### ЗАДАНИЕ
Верните дословно отрывок из фрагмента о Габриэль Шанель: от слов «Габриэль Шанель навсегда» до слов «Она продолжала мечтать.» включительно.

Ее занимали только любовь, работа и несостоявшееся призвание, оставившее в ней отметину на всю жизнь.

Габриэль Шанель навсегда сохранила пристрастие к романсам и оперным ариям. Стоило ее немного поупрашивать, и она не отказывалась выставить свое умение напоказ. Ее репертуар был обширен — от «Дочери мадам Анго» до «Пуритан». Когда она пела — несколько крикливым голосом, как в пору своих выступлений в муленском кафешантане, — целый пласт прошлого оживал в ней, и она не старалась даже объяснить себе, отчего ей становилось так горько.

Что касается ее попыток на хореографическом поприще… Разочарование наступило быстрее и не было таким острым. Тем не менее существует немало фотографий, где в объятиях Сержа Лифаря мы видим стареющую Шанель, пытающуюся изобразить довольно жалкие антраша. Она продолжала мечтать.

Начиная с 1911 года Габриэль уже стала относиться со всей серьезностью к клиенткам, все более усердно посещавшим ее ателье и старавшимся завладеть моделями, которые Шанель придумывала для себя. Тем самым они побуждали ее расширить поле деятельности. Она бы хотела заставить своих клиенток носить майки наподобие тех, что Артур надевал на пляже или во время игры в поло. Или свитеры и блейзеры. Почему их производили только в Англии?

### ИСХОДНЫЙ МАТЕРИАЛ
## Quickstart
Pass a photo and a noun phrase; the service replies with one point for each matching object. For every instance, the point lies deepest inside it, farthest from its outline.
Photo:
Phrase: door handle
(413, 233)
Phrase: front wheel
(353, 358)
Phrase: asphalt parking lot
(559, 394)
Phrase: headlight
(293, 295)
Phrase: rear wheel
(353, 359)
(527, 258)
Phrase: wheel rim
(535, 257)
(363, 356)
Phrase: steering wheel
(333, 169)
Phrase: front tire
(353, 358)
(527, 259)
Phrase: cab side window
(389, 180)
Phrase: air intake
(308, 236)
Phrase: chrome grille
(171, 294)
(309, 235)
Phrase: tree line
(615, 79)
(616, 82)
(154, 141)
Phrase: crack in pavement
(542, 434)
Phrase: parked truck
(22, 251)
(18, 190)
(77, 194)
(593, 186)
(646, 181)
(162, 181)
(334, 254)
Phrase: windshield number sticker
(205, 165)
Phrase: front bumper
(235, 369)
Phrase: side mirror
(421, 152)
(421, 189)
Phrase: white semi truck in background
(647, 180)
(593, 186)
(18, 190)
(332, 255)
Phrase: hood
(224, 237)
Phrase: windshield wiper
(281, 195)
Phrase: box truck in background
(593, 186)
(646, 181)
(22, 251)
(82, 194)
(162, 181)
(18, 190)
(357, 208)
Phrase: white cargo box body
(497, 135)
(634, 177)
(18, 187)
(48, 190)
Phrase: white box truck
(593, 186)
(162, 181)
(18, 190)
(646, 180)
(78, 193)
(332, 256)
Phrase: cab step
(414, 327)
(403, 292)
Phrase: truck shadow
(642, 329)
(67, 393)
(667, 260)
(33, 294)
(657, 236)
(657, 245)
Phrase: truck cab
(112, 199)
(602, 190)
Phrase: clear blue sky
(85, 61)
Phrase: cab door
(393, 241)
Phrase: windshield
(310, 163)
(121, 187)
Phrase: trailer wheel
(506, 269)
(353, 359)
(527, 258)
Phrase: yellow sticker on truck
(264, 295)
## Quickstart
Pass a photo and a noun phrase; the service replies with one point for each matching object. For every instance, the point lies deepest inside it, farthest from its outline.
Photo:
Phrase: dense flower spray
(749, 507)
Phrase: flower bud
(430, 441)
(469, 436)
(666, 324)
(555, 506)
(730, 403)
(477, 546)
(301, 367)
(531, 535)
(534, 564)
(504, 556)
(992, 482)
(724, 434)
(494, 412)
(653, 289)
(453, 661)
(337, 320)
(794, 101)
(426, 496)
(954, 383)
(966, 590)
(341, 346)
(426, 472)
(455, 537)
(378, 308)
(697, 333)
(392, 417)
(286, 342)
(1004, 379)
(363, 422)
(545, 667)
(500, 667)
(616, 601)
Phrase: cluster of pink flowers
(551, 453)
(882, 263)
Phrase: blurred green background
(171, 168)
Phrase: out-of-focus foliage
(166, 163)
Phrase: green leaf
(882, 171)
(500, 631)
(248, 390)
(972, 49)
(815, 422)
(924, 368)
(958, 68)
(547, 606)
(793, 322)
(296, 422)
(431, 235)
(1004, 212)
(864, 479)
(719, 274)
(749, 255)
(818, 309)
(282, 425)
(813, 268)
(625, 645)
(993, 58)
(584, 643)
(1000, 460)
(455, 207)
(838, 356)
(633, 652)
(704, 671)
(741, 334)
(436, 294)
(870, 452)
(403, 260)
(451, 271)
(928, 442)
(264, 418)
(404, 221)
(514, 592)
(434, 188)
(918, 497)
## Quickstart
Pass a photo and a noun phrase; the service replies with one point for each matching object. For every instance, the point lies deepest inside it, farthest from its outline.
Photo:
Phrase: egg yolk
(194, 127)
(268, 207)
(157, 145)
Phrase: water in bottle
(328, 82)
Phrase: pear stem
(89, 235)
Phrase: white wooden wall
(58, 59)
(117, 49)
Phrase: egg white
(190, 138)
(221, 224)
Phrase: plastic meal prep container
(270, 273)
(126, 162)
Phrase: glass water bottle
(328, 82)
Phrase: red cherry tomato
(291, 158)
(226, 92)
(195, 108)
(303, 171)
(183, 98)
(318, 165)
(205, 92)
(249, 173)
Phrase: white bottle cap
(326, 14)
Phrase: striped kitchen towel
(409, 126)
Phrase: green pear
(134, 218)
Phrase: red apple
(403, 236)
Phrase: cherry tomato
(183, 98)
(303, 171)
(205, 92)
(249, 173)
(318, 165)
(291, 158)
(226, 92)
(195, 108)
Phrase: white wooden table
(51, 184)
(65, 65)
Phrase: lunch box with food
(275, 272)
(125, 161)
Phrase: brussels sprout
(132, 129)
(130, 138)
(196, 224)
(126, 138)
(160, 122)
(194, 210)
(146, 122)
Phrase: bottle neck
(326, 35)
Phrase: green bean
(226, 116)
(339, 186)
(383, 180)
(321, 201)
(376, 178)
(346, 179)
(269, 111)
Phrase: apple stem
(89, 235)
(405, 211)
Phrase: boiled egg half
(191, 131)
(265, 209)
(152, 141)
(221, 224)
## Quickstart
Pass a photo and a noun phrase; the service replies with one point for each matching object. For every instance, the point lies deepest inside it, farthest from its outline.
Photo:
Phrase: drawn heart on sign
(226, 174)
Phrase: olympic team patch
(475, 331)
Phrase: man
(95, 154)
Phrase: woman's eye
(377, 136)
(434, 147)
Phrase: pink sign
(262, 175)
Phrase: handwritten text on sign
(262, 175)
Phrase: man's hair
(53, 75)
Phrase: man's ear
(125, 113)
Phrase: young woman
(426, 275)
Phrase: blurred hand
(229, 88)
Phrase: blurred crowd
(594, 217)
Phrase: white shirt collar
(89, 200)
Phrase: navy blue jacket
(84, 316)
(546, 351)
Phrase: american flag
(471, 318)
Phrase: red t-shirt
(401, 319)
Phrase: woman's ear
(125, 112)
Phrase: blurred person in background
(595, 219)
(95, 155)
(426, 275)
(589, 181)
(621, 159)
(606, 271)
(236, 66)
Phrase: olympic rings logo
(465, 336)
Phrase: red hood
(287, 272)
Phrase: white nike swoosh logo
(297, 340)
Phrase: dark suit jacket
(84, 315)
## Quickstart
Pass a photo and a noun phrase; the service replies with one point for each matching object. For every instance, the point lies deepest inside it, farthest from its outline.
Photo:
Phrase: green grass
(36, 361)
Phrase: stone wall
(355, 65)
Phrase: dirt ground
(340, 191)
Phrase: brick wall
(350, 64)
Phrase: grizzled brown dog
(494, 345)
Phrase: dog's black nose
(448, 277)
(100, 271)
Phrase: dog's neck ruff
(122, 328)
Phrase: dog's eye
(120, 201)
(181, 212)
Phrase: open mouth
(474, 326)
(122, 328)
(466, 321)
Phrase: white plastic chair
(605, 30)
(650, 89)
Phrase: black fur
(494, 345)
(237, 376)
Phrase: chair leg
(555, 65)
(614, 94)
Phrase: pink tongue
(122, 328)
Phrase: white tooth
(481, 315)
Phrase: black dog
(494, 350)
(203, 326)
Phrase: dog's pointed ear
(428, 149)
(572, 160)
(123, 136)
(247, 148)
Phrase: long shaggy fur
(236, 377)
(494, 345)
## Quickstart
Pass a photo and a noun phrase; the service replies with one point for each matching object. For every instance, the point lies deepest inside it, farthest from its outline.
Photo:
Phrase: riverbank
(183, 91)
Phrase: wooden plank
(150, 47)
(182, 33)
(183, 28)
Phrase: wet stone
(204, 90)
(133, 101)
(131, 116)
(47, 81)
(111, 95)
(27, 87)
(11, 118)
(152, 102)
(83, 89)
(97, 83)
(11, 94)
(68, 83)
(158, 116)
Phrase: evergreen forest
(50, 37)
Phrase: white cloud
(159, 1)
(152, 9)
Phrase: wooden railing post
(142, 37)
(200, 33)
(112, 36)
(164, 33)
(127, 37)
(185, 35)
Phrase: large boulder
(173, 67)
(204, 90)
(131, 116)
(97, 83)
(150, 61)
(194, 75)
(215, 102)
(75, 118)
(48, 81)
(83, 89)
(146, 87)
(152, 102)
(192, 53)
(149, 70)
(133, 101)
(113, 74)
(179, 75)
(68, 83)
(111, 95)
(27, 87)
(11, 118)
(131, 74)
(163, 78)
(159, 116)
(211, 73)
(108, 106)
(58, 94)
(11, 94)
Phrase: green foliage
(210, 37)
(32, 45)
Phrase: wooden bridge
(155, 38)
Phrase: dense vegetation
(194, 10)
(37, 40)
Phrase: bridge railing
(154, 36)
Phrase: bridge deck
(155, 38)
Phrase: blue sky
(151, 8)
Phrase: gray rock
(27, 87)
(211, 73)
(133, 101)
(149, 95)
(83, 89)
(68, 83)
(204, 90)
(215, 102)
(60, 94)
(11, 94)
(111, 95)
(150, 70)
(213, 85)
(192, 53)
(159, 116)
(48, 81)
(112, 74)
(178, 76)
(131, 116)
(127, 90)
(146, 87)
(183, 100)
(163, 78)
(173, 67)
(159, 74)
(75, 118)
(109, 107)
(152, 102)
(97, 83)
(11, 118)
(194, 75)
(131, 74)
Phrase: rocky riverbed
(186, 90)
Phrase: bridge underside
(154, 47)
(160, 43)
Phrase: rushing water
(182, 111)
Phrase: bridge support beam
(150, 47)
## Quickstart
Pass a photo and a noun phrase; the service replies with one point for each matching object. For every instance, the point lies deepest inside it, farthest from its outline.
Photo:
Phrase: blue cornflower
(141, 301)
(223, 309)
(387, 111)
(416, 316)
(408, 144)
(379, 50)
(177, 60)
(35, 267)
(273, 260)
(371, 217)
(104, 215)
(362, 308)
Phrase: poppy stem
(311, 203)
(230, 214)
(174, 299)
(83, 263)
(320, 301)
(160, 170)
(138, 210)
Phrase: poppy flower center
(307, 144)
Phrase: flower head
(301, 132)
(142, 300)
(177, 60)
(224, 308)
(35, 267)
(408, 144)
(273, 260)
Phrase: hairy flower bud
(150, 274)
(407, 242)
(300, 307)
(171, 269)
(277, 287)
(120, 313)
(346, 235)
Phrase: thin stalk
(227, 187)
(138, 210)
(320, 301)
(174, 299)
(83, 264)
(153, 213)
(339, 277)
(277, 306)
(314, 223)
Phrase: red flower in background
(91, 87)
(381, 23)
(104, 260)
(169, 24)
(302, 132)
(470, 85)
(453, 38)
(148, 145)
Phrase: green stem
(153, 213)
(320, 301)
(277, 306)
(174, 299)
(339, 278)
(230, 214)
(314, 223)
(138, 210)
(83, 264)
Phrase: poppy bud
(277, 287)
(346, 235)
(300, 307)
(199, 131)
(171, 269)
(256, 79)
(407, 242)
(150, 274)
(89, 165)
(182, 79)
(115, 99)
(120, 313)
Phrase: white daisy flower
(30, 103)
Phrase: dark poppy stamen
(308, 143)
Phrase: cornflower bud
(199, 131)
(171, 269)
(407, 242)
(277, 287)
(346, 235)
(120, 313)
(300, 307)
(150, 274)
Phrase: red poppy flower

### ОТВЕТ
Габриэль Шанель навсегда сохранила пристрастие к романсам и оперным ариям. Стоило ее немного поупрашивать, и она не отказывалась выставить свое умение напоказ. Ее репертуар был обширен — от «Дочери мадам Анго» до «Пуритан». Когда она пела — несколько крикливым голосом, как в пору своих выступлений в муленском кафешантане, — целый пласт прошлого оживал в ней, и она не старалась даже объяснить себе, отчего ей становилось так горько.

Что касается ее попыток на хореографическом поприще… Разочарование наступило быстрее и не было таким острым. Тем не менее существует немало фотографий, где в объятиях Сержа Лифаря мы видим стареющую Шанель, пытающуюся изобразить довольно жалкие антраша. Она продолжала мечтать.